As LV is not a public authority under FOIA, the Commissioner had no power to consider whether LV had complied with FOIA. The Commissioner did not make any decision under FOIA. He has not served a decision notice under section 50 FOIA. There is therefore no right of appeal under section 57 FOIA.

27.

In those circumstances the provisions of the Freedom of Information Act 2000, have no relevance to this Application. In so far as the Notice of Application or the response to the strike out application rely on or refer to the provisions of FOIA, such as the exemption in section 43 FOIA or the right to appeal under section 57 FOIA, those provisions cannot assist the Applicant.

28.

In addition to its role under FOIA, the Commissioner also has certain duties in relation to complaints about the handling of personal data by any data controller, not just by a public authority. These are not governed by FOIA. Under section 165 DPA 2018 a data subject may make a complaint to the Commissioner if the data subject considers that, in connection with personal data relating to him or her, there is an infringement of part 3 or 4 of the DPA.

29.

In response to that complaint the Commissioner is, in essence, required to:

29.1.

Take appropriate steps to respond to the complaint.

29.2.

Inform the complainant of the outcome of the complaint.

29.3.

◇ ◇ ◇ ◇ ◇ ◇ ◇

Given problem 1:
In the excerpt on FOIA, which section of the DPA 2018 allows a data subject to make a complaint to the Commissioner?
The excerpt on FOIA and the listing that follows it come from unrelated sources.

Data in this exercise:
◇ ◇ ◇ ◇ ◇ ◇ ◇

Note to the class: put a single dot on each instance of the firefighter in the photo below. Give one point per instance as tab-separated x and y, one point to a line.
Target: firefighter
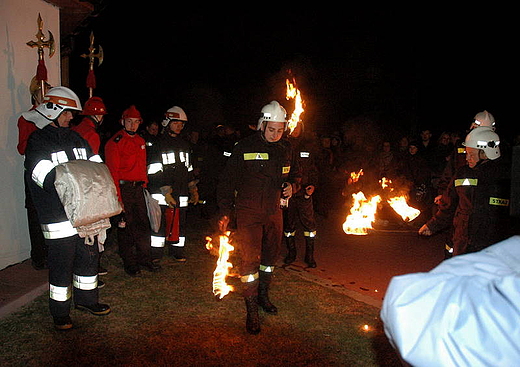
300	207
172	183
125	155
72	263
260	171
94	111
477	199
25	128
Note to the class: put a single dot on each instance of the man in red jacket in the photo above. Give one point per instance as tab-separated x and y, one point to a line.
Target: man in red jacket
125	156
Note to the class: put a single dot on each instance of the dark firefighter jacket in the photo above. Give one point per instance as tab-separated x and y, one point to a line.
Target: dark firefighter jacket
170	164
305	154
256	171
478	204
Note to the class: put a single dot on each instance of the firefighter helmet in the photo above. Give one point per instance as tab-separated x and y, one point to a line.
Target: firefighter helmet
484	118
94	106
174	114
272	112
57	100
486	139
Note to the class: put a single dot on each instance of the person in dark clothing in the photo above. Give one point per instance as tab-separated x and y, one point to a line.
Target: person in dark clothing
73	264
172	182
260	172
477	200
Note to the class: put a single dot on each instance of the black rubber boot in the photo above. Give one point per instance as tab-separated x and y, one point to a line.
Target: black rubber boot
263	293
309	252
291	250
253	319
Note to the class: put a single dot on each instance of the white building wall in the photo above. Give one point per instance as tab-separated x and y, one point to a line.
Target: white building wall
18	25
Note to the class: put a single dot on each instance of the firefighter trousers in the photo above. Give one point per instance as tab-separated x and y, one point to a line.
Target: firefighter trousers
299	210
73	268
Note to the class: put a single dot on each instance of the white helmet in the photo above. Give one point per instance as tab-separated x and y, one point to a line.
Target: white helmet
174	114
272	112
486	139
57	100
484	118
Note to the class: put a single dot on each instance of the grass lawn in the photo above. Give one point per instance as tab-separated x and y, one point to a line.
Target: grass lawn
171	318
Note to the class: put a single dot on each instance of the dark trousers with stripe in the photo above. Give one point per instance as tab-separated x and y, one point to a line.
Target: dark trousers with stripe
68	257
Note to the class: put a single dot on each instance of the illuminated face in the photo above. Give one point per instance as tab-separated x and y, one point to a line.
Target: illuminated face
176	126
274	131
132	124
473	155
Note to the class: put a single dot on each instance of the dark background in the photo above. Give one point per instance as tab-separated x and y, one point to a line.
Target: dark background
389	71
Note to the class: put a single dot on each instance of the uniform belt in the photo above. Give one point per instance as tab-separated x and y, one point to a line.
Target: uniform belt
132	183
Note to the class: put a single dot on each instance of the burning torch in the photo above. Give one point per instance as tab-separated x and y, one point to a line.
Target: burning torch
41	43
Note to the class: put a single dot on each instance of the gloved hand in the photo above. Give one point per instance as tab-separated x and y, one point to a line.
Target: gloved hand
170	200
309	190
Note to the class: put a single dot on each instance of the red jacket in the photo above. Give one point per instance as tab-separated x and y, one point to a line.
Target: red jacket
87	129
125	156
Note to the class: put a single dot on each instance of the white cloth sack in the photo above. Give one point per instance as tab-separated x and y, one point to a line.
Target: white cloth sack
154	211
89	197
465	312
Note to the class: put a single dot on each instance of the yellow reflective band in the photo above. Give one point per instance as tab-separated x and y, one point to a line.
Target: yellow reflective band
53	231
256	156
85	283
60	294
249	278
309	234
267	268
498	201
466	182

◇ ◇ ◇ ◇ ◇ ◇ ◇

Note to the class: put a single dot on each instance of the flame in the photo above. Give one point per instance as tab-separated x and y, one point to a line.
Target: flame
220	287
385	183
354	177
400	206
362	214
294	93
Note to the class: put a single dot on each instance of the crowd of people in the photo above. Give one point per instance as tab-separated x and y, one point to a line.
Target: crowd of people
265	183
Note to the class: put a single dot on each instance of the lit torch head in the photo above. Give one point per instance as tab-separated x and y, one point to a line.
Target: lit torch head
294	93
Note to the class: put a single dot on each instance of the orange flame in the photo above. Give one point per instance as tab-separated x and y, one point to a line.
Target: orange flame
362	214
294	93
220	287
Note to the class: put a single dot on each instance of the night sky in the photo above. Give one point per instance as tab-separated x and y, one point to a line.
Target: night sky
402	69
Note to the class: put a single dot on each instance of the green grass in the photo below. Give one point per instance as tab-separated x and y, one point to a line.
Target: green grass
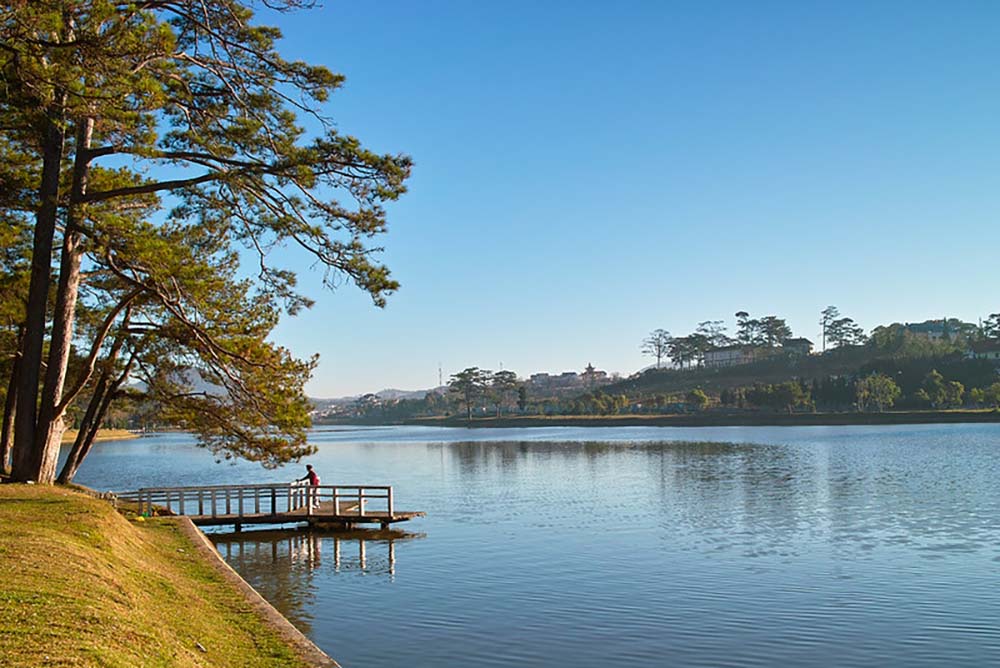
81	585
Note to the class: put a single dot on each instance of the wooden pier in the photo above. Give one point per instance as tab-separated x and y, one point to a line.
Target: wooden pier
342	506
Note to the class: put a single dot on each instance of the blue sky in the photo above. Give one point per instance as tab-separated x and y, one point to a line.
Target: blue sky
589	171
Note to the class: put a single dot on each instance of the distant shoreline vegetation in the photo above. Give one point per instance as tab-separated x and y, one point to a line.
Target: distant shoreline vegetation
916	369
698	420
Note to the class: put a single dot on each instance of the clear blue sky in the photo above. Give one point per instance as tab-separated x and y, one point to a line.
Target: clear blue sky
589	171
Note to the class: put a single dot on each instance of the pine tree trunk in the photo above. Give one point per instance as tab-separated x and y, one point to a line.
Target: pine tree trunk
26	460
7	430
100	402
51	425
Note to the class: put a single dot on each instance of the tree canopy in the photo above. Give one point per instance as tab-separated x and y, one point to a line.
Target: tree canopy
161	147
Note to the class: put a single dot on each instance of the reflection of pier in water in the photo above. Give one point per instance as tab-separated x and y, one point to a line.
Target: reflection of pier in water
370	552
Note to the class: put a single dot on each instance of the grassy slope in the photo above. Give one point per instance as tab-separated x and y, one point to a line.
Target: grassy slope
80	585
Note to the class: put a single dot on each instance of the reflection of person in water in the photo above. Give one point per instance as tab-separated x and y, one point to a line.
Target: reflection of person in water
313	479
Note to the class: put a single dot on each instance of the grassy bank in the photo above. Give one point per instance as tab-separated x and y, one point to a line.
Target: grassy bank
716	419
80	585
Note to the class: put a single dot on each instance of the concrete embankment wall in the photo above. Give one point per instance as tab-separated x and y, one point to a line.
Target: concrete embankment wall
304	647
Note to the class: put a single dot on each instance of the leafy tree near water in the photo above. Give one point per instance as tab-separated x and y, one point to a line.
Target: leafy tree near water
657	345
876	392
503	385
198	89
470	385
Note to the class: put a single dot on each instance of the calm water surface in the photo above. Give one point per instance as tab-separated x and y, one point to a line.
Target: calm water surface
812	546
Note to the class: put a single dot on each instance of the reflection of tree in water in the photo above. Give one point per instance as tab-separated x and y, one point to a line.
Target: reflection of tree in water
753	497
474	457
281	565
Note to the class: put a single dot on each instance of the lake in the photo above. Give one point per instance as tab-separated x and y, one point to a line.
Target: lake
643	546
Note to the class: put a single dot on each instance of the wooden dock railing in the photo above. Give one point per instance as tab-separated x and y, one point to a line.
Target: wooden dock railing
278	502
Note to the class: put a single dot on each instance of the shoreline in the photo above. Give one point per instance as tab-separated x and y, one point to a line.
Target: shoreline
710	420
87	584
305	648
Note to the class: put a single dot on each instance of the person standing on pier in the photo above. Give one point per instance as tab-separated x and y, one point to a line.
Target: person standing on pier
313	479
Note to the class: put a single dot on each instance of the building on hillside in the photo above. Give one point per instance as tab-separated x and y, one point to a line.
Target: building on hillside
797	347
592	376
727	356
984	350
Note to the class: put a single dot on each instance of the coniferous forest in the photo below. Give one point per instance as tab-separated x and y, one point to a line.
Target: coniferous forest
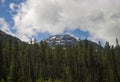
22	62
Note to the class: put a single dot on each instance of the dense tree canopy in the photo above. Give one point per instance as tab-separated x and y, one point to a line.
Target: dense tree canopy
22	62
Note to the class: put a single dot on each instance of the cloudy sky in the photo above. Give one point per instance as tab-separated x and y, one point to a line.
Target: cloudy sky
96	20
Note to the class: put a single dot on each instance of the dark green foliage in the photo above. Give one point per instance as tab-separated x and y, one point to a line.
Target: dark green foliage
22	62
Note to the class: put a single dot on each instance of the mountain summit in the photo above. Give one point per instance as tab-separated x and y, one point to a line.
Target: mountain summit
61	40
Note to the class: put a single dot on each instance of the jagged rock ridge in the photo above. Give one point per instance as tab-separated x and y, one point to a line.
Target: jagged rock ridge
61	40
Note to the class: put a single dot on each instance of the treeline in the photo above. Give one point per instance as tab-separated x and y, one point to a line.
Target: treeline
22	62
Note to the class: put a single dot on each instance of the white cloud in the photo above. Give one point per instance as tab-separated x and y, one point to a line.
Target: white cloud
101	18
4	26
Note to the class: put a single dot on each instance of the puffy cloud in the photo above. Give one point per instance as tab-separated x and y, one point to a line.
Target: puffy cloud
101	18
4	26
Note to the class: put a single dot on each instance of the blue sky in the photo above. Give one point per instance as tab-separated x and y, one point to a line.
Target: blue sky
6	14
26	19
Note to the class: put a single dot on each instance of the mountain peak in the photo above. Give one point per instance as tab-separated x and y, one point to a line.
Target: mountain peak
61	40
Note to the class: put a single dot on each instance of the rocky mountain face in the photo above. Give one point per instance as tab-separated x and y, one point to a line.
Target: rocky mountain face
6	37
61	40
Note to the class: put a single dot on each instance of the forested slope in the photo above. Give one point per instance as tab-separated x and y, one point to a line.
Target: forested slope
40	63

◇ ◇ ◇ ◇ ◇ ◇ ◇

Given problem 2:
Report every line of the listing that contains the string "night", matching case exactly.

Task result 1:
Section 165 of the DPA 2018.

Task result 2:
Note to the class: put a single dot on each instance of the night sky in the photo above. Give one point per instance as tab-separated x and y, one point to a line.
Target: night sky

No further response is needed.